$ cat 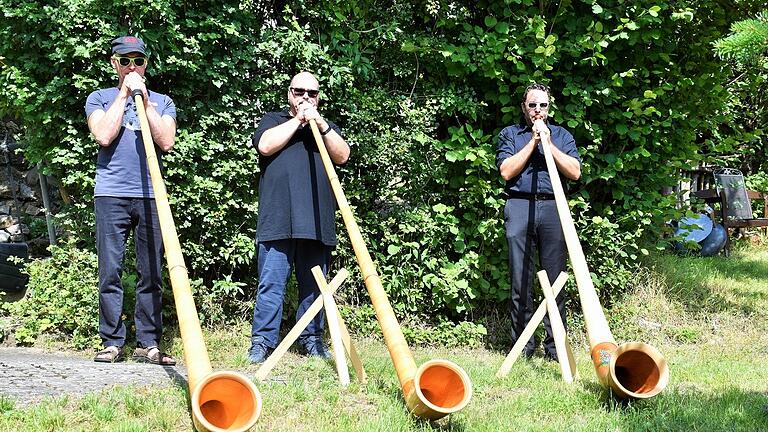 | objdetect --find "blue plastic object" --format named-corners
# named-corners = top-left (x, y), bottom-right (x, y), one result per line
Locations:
top-left (675, 214), bottom-right (714, 243)
top-left (699, 224), bottom-right (728, 256)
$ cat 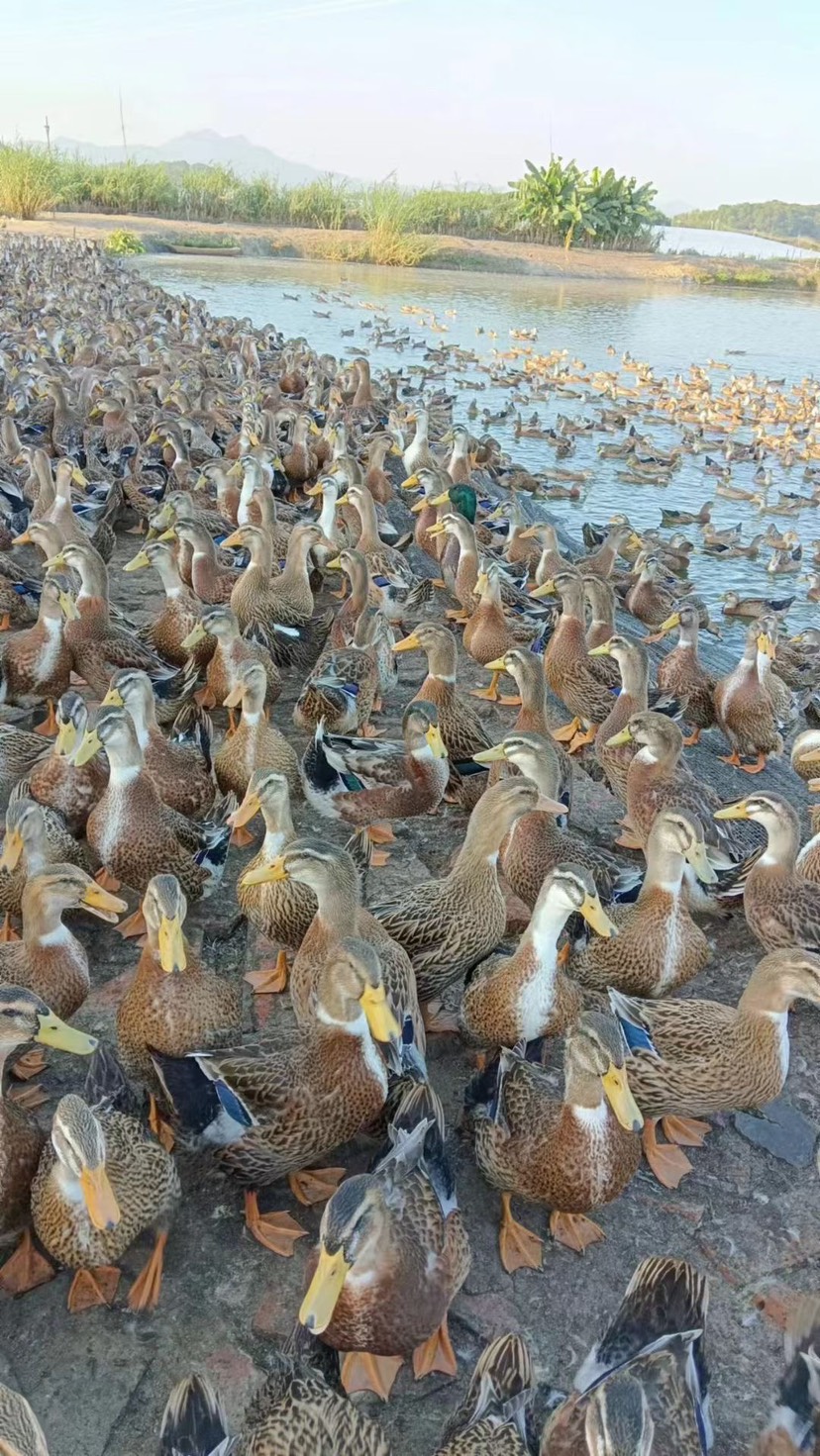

TASK OBJECTIVE: Please count the lines in the rows above that contain the string "left", with case counting, and reply with the number alone.

SOLVED EXERCISE: 3